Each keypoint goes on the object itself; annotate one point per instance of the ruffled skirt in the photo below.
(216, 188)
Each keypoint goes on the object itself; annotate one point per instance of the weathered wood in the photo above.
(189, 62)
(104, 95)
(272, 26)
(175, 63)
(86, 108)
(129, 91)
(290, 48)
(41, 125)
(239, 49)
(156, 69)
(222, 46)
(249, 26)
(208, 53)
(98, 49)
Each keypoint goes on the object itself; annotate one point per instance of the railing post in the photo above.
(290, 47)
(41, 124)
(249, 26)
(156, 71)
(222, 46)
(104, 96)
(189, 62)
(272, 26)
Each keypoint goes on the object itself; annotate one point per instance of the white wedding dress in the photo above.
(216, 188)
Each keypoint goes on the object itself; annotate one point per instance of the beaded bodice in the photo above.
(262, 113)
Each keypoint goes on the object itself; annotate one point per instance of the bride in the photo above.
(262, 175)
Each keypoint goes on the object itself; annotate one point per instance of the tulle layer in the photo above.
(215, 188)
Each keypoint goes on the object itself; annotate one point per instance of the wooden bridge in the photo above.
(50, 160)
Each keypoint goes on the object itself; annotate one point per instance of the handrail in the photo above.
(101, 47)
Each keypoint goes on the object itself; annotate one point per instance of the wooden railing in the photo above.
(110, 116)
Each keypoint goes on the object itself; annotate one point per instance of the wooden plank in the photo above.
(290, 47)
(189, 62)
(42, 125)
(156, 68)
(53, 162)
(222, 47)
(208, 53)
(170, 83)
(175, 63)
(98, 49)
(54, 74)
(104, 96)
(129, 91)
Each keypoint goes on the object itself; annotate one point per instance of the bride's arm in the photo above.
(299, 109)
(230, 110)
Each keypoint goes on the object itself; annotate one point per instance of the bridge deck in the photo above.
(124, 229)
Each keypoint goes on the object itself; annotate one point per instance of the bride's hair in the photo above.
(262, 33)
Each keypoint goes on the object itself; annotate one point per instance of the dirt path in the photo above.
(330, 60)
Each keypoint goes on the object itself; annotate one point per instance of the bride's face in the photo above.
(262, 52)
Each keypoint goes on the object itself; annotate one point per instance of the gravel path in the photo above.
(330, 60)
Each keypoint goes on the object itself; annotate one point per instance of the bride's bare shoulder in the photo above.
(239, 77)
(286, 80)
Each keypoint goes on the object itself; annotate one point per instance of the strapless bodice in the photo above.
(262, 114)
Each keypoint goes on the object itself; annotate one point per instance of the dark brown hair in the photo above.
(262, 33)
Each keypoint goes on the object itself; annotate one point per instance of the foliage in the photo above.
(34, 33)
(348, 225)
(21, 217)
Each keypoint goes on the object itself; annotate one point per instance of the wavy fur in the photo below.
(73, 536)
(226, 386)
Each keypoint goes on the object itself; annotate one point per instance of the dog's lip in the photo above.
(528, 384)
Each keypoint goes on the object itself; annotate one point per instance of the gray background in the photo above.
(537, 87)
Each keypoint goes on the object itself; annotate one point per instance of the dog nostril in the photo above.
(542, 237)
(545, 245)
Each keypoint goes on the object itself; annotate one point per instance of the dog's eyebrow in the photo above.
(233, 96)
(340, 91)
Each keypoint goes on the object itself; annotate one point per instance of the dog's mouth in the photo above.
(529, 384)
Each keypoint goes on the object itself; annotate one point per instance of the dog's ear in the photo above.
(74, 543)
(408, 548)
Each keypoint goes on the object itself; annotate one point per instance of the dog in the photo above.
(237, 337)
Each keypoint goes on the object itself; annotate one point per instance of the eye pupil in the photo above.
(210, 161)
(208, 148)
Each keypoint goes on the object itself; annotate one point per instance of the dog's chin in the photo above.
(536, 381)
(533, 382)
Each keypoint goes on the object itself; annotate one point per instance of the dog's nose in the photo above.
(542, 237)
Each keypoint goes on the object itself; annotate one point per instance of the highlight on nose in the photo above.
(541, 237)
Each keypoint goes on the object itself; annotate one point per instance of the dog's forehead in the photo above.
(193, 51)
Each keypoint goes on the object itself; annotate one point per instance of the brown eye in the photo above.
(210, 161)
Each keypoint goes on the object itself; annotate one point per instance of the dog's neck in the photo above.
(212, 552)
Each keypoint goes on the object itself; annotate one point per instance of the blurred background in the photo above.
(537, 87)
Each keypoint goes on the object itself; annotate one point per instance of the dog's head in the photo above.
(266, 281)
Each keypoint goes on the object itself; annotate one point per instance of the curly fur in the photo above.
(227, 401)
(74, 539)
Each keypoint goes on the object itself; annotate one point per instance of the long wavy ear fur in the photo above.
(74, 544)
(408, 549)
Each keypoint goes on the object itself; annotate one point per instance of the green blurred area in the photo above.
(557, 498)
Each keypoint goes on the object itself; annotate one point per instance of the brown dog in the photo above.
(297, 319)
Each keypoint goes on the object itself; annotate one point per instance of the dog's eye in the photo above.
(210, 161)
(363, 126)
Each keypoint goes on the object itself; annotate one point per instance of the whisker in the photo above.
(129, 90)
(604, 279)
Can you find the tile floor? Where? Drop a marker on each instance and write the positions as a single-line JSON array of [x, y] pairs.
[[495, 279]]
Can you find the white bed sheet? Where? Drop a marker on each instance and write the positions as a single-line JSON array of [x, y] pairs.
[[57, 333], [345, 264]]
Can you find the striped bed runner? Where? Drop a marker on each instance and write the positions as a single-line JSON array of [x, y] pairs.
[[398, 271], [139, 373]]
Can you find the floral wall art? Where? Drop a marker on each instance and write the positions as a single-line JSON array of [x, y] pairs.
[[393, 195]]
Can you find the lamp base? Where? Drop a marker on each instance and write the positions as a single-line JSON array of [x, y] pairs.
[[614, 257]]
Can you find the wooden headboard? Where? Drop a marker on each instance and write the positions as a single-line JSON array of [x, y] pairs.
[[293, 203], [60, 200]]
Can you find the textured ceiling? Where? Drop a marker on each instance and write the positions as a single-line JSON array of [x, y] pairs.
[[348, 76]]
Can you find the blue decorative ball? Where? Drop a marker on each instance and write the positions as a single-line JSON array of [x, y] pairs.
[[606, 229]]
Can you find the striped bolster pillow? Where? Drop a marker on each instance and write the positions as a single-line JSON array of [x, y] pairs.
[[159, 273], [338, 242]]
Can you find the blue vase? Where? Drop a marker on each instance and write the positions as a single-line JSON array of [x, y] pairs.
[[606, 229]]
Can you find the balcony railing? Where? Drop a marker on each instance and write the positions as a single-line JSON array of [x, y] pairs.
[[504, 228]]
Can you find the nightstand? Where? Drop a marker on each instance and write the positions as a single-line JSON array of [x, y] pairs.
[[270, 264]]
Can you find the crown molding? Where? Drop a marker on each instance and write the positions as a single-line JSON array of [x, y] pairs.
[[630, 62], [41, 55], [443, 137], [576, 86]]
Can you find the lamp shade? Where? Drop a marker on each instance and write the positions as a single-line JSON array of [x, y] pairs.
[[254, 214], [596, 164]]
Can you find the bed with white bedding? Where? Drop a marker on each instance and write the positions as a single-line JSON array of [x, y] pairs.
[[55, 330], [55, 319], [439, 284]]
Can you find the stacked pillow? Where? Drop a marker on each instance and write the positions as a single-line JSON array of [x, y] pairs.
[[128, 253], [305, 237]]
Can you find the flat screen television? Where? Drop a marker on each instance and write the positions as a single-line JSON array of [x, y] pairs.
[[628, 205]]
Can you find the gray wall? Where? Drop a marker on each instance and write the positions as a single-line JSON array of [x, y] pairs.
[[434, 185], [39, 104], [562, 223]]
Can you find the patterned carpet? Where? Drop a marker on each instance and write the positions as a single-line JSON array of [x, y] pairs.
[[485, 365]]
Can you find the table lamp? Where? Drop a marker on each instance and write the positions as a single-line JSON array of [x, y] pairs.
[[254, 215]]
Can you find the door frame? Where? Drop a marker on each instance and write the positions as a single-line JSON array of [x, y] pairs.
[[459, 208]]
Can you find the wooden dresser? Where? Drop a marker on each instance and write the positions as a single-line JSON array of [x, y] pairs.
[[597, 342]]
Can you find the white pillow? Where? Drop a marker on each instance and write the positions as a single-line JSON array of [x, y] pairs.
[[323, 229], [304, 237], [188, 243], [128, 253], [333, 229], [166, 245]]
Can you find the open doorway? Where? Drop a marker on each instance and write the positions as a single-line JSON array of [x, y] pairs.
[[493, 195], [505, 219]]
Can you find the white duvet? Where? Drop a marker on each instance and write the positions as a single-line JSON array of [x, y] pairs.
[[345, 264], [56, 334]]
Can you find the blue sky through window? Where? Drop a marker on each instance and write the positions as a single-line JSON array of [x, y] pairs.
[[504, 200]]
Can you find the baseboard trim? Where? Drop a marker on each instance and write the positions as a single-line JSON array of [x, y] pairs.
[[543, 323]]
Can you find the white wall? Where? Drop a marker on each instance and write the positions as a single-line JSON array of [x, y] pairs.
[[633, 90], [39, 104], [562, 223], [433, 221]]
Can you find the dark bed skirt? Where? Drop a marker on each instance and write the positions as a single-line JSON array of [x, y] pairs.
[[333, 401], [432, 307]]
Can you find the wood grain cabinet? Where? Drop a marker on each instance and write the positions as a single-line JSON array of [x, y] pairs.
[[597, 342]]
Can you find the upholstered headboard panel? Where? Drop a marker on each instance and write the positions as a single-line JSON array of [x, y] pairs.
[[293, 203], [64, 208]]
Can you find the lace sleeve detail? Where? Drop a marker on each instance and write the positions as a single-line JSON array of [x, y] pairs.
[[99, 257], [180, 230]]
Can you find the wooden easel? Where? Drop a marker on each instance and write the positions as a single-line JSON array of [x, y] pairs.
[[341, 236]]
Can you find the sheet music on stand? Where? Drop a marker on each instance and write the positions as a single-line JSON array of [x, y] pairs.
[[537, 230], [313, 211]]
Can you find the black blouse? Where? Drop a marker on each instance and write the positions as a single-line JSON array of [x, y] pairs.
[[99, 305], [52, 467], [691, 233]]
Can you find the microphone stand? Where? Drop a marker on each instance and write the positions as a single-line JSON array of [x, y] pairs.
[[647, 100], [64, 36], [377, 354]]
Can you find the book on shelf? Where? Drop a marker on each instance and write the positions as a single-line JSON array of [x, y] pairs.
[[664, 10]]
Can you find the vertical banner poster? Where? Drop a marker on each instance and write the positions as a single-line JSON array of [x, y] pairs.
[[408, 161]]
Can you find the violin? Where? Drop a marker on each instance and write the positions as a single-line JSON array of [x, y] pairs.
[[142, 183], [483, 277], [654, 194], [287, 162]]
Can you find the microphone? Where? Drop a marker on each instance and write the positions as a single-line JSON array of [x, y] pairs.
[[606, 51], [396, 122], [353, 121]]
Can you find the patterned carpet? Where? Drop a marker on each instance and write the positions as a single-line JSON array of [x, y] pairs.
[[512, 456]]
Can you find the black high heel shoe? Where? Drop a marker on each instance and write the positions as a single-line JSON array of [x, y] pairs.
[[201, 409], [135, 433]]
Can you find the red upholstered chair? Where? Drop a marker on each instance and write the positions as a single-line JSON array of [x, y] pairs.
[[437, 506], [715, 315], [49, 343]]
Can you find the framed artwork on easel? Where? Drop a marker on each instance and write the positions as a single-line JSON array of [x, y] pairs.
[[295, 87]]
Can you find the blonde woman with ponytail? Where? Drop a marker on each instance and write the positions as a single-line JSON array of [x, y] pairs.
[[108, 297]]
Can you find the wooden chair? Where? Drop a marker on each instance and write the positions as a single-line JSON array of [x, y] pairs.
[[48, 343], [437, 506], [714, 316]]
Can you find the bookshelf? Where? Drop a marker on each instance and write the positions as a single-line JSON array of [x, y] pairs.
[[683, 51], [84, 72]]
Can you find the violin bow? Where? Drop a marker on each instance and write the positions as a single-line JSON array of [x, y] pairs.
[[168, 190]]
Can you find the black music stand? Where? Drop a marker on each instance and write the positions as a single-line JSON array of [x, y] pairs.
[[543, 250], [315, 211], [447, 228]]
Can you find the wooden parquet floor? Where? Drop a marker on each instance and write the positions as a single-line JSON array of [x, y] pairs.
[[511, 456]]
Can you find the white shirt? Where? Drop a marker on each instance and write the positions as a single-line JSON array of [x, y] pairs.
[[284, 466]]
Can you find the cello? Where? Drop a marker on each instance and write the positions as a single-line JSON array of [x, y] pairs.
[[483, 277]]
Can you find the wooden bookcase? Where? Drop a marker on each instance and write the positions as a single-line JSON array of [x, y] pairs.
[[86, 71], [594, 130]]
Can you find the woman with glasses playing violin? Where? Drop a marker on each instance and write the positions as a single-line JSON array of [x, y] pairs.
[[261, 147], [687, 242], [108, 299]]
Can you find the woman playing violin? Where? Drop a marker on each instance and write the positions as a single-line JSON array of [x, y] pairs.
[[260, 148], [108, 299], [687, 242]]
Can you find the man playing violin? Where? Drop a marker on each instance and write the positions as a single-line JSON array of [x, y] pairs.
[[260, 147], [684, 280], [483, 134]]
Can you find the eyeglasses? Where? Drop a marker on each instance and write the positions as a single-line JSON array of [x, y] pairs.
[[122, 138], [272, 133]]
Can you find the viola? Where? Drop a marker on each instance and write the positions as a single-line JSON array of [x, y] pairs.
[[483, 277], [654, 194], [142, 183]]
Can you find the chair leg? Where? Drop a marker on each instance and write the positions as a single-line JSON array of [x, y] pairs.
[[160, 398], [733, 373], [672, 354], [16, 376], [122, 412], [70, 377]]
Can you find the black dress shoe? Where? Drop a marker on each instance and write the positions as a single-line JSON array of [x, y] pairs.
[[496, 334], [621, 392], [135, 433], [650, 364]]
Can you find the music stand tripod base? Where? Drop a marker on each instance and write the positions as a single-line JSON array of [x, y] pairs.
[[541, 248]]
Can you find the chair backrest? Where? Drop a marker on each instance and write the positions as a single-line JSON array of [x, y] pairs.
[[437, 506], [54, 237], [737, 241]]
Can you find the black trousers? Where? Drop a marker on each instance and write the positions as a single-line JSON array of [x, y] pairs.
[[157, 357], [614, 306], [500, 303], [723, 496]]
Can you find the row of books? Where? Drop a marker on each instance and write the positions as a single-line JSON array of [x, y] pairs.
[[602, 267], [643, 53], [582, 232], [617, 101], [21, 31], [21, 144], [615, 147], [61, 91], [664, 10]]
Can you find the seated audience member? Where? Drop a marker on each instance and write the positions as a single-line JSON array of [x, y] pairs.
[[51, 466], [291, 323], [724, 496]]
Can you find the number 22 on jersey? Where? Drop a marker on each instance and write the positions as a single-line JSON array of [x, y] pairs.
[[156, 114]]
══════════
• _Work to be completed_
Copy the lines from the one that contains "Can you find the black trousers?" through the last line, replacing "marker" with "pin" and leaving everything else unchanged.

• _Answer to the exercise_
Can you find the black trousers? Where? Drop a pin on each instance and write the positions as a single-line JSON array of [x, y] pairs.
[[157, 357], [614, 306], [500, 303], [723, 496]]
Can you find the row of books? Where? Drop a pin on each instance and write the positions as a single-line JSON array of [x, y] pairs.
[[602, 267], [643, 53], [582, 232], [617, 101], [21, 31], [21, 144], [615, 147], [61, 91], [664, 10]]
Can you find the seated audience member? Where? Drop a pin on each instance and write the positions as a single-line JSON array of [x, y] pairs.
[[51, 466], [291, 323], [724, 496]]
Can you find the number 22 on jersey? Where? Drop a pin on each instance and write the positions as a single-line JSON array of [x, y] pairs.
[[156, 114]]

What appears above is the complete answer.